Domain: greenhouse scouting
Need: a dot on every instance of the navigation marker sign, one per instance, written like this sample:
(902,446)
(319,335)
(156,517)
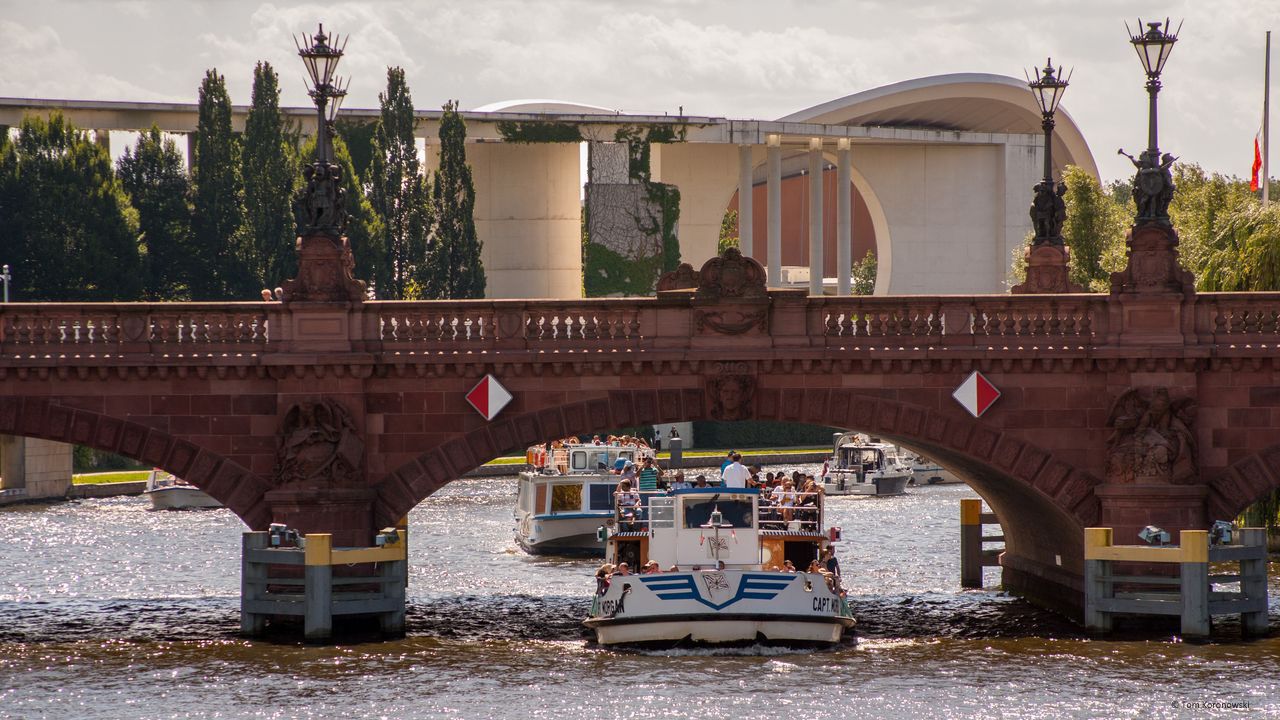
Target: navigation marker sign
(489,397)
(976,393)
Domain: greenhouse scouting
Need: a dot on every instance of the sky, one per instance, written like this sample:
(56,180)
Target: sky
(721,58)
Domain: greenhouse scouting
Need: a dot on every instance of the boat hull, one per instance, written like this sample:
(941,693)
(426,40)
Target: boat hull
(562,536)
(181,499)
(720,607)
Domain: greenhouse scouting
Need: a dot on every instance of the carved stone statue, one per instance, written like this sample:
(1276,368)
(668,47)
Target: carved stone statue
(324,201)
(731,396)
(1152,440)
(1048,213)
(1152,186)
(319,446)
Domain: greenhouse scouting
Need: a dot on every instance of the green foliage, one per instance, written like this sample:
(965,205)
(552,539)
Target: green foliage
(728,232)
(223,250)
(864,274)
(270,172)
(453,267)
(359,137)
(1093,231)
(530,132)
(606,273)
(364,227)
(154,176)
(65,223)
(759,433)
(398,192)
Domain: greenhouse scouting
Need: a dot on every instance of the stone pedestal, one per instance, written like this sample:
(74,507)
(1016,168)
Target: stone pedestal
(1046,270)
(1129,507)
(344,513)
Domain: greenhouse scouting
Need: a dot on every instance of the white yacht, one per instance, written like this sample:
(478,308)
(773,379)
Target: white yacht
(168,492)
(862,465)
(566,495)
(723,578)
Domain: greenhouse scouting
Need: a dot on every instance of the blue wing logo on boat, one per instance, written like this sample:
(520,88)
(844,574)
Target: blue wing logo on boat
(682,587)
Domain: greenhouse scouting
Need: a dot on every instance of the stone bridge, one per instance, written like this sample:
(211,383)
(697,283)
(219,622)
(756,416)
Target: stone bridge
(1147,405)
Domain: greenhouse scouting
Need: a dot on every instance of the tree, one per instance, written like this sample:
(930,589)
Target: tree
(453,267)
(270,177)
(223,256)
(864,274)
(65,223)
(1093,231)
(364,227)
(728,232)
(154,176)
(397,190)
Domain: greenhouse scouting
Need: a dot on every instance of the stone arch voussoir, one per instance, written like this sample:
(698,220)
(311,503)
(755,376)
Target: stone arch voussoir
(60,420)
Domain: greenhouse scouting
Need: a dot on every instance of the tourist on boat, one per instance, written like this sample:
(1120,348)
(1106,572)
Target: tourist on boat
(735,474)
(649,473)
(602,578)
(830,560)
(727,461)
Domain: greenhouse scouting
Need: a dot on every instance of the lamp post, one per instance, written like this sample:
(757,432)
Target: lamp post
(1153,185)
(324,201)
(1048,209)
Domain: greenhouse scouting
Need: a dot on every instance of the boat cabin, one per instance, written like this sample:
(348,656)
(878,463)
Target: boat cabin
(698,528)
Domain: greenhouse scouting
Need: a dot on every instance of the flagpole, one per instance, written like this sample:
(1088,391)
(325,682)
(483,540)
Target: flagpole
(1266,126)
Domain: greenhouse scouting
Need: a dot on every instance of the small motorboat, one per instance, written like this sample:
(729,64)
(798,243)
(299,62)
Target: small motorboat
☆ ☆ ☆ ☆ ☆ ☆ ☆
Go through the data above line by line, count those that contain the string "small", and reply with the count only.

Worked solution:
2